→ DATASET EXCERPTS:
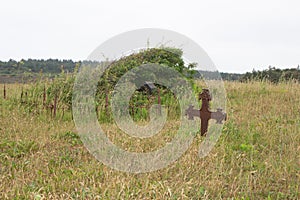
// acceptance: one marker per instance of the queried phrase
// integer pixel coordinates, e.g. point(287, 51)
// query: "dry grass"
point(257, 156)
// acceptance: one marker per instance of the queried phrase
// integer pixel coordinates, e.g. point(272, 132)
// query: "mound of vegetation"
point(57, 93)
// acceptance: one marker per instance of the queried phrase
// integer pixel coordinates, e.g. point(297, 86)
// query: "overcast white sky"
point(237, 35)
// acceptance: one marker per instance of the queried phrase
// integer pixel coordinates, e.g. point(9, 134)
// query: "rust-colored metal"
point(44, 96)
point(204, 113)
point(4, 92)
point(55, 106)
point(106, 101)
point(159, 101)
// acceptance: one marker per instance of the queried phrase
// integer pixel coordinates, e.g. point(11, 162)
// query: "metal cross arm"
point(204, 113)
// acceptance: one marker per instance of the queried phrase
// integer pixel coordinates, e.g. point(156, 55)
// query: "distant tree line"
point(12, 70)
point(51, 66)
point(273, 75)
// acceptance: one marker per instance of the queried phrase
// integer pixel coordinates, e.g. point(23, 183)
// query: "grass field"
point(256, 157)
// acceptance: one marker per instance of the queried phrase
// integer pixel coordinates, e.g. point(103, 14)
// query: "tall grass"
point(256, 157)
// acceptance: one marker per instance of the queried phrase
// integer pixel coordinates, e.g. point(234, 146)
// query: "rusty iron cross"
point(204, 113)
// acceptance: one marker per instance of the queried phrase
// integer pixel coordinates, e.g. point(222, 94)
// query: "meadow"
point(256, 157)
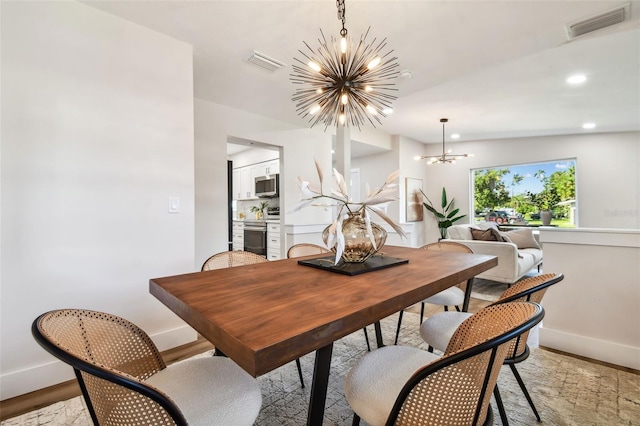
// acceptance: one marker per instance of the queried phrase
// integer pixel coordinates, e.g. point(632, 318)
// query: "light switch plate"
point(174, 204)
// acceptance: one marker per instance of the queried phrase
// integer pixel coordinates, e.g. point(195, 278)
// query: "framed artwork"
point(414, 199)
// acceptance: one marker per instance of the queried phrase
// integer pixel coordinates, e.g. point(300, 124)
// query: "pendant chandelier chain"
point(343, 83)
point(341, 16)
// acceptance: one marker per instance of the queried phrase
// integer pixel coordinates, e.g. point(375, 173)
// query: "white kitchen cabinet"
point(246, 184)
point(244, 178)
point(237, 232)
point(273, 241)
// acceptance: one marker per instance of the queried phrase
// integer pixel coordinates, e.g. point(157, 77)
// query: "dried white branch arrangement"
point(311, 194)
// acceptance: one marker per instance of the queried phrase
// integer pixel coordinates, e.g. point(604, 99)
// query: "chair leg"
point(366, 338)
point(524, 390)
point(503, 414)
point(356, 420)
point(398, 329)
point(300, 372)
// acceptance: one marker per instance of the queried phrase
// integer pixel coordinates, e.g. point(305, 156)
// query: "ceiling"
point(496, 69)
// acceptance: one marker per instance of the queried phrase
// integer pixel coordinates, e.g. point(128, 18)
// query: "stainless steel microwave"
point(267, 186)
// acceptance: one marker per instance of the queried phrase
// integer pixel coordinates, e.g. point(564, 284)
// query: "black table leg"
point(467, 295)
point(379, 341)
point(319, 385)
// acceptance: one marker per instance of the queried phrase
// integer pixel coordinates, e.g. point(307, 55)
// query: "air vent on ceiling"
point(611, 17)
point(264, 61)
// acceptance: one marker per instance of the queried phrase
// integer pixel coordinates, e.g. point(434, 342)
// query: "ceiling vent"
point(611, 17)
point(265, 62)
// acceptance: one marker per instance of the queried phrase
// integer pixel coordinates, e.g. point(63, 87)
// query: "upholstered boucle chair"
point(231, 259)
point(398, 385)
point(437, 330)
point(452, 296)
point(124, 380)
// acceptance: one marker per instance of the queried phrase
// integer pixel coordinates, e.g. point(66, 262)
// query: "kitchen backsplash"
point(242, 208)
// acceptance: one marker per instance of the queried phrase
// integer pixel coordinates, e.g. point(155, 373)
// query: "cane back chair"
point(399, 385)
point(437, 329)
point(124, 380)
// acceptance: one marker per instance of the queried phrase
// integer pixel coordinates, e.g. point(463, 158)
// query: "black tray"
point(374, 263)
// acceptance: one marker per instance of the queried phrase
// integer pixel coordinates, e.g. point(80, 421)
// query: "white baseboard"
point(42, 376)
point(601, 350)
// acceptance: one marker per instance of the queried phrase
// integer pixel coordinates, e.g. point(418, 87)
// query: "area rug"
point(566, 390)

→ WHAT THE TASK ASKS:
Render the listing from its start up to and including the line with "point(237, 35)" as a Markdown table with the columns Row and Text, giving each line a number and skipping blank lines. Leave the pictures out.

→ SOLUTION BELOW:
| Row | Text |
|---|---|
| 1 | // acceptance: one marker per instance of the queried phrase |
| 2 | // integer pixel coordinates, e.g. point(287, 51) |
| 3 | // query: "dry grass" |
| 4 | point(257, 156) |
| 5 | // acceptance: one marker per instance of the queried phrase |
| 6 | // integer pixel coordinates, e.g. point(272, 132) |
| 7 | // query: "mound of vegetation" |
| 8 | point(57, 93) |
| 9 | // acceptance: one marker per instance of the queried phrase |
| 10 | // integer pixel coordinates, e.g. point(297, 86) |
| 11 | // query: "overcast white sky" |
| 12 | point(237, 35) |